[[ RECORD SET, beginning ]]

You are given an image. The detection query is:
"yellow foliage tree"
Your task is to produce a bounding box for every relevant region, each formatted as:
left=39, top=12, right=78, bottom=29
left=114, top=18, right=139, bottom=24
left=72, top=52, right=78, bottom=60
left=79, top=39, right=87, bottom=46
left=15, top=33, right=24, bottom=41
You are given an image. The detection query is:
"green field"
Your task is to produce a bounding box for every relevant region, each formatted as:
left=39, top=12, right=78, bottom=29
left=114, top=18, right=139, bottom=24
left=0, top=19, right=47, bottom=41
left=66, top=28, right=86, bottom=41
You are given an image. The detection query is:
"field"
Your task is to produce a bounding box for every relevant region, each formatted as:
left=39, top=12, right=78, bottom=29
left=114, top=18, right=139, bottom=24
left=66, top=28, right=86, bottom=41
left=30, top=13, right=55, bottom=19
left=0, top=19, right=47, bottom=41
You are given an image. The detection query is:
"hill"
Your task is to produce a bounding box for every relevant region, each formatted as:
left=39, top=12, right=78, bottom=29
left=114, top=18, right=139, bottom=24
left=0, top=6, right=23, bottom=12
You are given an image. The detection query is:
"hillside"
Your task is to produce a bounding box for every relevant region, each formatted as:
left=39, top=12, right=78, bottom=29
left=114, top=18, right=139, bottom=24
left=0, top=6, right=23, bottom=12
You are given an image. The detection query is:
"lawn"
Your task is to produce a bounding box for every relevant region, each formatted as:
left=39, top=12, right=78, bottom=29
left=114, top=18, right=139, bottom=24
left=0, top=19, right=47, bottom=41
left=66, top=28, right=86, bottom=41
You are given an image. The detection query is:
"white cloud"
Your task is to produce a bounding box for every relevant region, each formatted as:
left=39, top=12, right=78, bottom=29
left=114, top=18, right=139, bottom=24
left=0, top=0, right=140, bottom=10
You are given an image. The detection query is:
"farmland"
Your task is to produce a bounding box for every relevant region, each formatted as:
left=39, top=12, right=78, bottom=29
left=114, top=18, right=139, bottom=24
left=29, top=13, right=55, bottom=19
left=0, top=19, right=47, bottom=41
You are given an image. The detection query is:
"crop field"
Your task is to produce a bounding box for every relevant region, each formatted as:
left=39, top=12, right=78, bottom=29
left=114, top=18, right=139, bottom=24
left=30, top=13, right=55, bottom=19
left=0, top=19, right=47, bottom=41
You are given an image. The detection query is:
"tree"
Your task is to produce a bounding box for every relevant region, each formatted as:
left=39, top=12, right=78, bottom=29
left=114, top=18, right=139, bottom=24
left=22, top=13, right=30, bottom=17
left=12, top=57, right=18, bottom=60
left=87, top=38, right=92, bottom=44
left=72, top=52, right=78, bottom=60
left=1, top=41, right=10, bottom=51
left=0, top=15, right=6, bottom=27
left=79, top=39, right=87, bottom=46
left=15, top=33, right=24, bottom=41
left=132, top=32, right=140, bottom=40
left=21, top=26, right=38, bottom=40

[[ RECORD SET, end ]]

TASK ITEM: Every entry must appear in the answer, reproduced exactly.

ANSWER SECTION:
You are given an image. The detection query is:
"yellow foliage tree"
Your task is to produce a bounding box for every relevant region, each formatted as:
left=39, top=12, right=78, bottom=29
left=114, top=18, right=139, bottom=24
left=72, top=52, right=78, bottom=60
left=79, top=39, right=87, bottom=46
left=15, top=33, right=24, bottom=41
You are given an image. The detection query is:
"green field"
Your task is to produce a bounding box for every relevant region, each formatted as:
left=39, top=12, right=78, bottom=29
left=114, top=18, right=139, bottom=24
left=0, top=19, right=47, bottom=41
left=66, top=28, right=86, bottom=41
You are given an image. The detection query is:
"field"
Your task is to produce a bounding box for every relevant region, each formatted as:
left=39, top=12, right=78, bottom=29
left=114, top=18, right=139, bottom=24
left=66, top=28, right=86, bottom=41
left=30, top=13, right=55, bottom=19
left=0, top=19, right=47, bottom=41
You are given an image. The detection query is:
"hill"
Your task is to produce a bounding box for every relevant region, each formatted as:
left=39, top=12, right=78, bottom=29
left=114, top=18, right=139, bottom=24
left=0, top=6, right=23, bottom=12
You are given an image. The detection query is:
"hillside"
Your task is to produce a bounding box for every relevant region, each formatted as:
left=39, top=12, right=78, bottom=29
left=114, top=18, right=139, bottom=24
left=0, top=6, right=23, bottom=12
You are given an image. The detection query is:
"lawn"
Your task is to produce a bounding box for every relevant region, each formatted as:
left=39, top=12, right=78, bottom=29
left=114, top=18, right=139, bottom=24
left=0, top=19, right=47, bottom=41
left=66, top=28, right=86, bottom=41
You are given an image. The detection query is:
"white cloud"
Your task is to produce a bounding box for every relevant region, each formatted as:
left=39, top=12, right=78, bottom=29
left=114, top=18, right=139, bottom=24
left=0, top=0, right=140, bottom=10
You are given an image. The detection query is:
"farmland"
Your task is to produce a bounding box for every relevant region, each formatted as:
left=39, top=12, right=78, bottom=29
left=114, top=18, right=139, bottom=24
left=29, top=13, right=55, bottom=19
left=0, top=19, right=47, bottom=41
You are given an image. The detection query is:
"crop field"
Your task is to produce a bounding box for every relevant region, each formatted as:
left=39, top=12, right=78, bottom=29
left=114, top=18, right=139, bottom=24
left=30, top=13, right=55, bottom=19
left=0, top=19, right=47, bottom=41
You are given an image. The detection query is:
"tree"
Your task is to produce a bounding box for every relevant region, each formatted as:
left=39, top=12, right=78, bottom=29
left=114, top=18, right=139, bottom=24
left=22, top=13, right=30, bottom=17
left=12, top=57, right=18, bottom=60
left=87, top=38, right=92, bottom=44
left=72, top=52, right=78, bottom=60
left=1, top=41, right=10, bottom=51
left=0, top=15, right=6, bottom=27
left=79, top=39, right=87, bottom=46
left=15, top=33, right=24, bottom=41
left=132, top=32, right=140, bottom=40
left=21, top=26, right=38, bottom=40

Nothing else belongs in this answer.